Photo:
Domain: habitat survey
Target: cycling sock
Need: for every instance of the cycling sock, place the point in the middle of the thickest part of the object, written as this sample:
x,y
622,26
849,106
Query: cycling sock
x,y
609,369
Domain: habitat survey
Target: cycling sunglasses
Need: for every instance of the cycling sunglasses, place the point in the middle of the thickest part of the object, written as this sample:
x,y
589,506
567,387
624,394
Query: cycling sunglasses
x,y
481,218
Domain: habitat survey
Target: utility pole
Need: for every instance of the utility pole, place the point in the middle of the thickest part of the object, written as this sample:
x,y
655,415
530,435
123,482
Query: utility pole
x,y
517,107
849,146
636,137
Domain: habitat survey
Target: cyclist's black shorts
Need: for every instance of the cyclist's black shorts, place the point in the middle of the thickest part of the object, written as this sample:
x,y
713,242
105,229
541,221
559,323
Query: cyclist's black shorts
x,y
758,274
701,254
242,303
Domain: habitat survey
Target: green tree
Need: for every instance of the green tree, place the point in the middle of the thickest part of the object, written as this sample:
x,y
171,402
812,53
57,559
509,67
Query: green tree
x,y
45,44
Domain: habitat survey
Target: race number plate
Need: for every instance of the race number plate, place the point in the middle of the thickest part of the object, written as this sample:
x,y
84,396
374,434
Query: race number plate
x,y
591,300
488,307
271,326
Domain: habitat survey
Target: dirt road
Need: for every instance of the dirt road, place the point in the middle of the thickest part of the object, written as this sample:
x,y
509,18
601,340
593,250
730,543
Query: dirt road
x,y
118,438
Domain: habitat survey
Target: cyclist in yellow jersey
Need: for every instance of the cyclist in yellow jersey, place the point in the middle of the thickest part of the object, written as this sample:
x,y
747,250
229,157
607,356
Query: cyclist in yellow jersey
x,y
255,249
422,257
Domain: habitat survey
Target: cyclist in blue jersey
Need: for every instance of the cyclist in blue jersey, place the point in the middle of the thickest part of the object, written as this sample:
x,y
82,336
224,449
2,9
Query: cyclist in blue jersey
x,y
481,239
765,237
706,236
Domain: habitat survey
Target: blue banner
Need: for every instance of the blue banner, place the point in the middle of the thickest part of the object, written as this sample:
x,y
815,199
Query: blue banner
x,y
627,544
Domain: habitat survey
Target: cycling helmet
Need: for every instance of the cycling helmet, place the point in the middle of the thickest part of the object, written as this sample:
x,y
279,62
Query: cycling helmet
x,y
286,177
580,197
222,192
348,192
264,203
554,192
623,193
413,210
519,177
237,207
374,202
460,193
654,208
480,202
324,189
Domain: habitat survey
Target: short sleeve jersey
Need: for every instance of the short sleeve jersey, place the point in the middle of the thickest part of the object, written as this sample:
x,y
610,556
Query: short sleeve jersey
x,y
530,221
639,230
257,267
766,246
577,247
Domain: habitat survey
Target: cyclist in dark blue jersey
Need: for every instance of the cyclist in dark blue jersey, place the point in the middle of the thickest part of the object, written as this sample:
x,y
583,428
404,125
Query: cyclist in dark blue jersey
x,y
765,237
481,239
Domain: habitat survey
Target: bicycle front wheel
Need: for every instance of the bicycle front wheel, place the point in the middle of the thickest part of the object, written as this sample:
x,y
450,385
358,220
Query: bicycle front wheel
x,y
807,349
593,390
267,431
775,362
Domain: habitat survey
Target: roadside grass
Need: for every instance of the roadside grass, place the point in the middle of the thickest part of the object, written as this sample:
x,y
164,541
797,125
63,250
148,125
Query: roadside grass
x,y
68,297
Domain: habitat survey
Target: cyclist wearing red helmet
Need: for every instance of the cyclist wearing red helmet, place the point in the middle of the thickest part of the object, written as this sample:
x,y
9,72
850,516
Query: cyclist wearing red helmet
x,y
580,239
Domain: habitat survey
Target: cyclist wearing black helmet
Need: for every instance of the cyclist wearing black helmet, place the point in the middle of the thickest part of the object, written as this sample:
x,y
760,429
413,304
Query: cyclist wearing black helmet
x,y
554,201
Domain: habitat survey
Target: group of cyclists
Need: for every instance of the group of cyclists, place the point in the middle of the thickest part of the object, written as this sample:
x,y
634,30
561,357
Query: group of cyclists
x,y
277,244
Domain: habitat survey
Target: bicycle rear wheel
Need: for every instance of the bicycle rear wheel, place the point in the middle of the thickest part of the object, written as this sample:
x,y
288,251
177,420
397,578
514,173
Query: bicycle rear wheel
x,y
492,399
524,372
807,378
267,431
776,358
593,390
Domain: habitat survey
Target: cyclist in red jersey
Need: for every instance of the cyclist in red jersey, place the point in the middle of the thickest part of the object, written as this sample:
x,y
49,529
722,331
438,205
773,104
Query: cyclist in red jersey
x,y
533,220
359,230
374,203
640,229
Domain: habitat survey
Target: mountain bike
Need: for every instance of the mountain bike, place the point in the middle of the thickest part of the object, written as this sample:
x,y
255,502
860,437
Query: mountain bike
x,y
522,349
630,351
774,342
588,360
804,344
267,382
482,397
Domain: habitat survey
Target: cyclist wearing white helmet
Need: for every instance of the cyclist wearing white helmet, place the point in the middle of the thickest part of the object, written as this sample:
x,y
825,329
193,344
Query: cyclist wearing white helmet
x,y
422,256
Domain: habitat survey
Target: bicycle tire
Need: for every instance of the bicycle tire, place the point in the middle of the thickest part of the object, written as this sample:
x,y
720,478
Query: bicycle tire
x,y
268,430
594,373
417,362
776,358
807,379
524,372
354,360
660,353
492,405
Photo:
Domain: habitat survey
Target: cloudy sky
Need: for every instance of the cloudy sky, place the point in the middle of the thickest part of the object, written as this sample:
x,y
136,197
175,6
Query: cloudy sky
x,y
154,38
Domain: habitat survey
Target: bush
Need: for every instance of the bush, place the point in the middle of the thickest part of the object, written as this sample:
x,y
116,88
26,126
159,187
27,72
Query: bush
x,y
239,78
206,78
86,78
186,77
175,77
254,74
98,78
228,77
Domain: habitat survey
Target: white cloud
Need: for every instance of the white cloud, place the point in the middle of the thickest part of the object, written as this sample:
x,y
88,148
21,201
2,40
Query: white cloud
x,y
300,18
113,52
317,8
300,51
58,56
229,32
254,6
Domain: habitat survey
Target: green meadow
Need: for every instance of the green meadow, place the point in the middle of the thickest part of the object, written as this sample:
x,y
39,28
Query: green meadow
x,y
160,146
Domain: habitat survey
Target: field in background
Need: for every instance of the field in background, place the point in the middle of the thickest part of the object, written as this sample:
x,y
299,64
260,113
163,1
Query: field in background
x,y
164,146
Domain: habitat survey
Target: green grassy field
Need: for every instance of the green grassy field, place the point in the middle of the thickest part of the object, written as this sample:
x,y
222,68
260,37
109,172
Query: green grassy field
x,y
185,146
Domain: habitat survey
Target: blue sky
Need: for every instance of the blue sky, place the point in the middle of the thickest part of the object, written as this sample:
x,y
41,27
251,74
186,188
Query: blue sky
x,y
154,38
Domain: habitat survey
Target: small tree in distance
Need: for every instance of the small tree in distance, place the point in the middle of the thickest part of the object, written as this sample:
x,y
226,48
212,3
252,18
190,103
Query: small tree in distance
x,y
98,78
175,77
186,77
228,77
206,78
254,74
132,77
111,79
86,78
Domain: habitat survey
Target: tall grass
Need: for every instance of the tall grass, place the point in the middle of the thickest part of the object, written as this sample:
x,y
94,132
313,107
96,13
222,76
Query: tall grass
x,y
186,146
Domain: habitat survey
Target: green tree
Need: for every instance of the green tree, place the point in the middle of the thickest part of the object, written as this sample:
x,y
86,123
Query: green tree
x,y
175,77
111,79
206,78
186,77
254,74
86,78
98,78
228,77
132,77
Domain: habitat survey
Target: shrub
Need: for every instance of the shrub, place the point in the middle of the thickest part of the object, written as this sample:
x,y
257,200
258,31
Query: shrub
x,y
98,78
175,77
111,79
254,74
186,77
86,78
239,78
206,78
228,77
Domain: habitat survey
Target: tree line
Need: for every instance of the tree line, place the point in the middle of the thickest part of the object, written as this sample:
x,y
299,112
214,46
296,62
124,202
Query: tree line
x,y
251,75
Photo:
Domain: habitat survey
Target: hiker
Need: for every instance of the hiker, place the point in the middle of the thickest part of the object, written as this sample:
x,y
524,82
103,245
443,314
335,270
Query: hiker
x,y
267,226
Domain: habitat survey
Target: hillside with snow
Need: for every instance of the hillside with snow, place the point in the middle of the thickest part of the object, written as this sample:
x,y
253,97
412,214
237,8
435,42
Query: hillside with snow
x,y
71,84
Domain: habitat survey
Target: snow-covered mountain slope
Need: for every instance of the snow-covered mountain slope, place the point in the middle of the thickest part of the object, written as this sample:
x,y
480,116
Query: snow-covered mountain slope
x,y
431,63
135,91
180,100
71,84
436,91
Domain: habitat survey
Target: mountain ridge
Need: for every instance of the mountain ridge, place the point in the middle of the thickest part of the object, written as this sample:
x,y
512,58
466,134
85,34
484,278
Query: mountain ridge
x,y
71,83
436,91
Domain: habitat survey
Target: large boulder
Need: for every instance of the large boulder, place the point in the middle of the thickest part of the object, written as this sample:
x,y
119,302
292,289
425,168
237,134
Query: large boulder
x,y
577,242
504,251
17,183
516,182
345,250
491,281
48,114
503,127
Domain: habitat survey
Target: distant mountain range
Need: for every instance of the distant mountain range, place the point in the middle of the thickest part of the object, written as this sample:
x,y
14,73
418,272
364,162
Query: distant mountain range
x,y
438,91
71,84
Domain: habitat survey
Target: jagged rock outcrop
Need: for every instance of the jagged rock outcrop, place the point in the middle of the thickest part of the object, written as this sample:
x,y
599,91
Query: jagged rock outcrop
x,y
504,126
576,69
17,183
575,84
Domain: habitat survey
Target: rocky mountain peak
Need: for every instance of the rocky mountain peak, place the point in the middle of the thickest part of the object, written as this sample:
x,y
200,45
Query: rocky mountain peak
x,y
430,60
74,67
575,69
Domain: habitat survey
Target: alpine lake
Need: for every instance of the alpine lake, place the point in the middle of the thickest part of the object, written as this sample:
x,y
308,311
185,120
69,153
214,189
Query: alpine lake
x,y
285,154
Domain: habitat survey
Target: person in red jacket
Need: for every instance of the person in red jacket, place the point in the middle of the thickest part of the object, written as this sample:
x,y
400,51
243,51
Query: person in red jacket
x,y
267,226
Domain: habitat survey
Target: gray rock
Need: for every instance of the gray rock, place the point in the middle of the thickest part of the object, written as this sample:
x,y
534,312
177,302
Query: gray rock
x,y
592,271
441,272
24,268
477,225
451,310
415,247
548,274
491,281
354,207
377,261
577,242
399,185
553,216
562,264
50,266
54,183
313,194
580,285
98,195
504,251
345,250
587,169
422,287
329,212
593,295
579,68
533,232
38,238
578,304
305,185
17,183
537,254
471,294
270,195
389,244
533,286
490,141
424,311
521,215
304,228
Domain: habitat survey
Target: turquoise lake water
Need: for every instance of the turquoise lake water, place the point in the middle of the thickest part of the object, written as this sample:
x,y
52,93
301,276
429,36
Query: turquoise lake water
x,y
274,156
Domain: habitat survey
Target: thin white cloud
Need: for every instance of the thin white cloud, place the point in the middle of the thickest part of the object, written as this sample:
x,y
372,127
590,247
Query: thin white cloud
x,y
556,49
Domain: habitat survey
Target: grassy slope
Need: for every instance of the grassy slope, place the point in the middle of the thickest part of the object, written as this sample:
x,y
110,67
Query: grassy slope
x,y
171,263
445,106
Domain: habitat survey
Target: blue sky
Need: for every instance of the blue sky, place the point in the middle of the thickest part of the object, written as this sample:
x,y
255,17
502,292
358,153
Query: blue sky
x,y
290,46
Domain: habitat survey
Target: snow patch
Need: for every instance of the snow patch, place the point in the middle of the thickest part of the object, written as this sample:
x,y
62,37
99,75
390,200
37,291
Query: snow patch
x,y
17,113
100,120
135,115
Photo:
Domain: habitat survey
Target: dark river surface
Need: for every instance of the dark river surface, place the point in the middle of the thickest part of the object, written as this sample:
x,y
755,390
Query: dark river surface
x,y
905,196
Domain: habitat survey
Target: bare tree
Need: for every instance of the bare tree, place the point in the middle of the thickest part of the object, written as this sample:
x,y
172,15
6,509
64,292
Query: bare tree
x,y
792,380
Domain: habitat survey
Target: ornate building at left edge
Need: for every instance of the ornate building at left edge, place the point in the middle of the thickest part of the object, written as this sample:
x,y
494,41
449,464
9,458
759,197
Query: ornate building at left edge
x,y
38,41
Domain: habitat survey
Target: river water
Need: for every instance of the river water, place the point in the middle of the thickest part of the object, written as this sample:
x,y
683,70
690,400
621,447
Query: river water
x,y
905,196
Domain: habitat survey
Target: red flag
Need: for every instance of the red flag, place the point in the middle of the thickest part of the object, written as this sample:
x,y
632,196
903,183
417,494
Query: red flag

——————————

Pull out every line in the records above that contains the string "shorts", and copy each one unchanged.

Target: cyclist's black shorts
Need: for every instance of the cyclist's black shorts, place the point in the middle of the thickest part of the object, written as this sample:
Query: cyclist's black shorts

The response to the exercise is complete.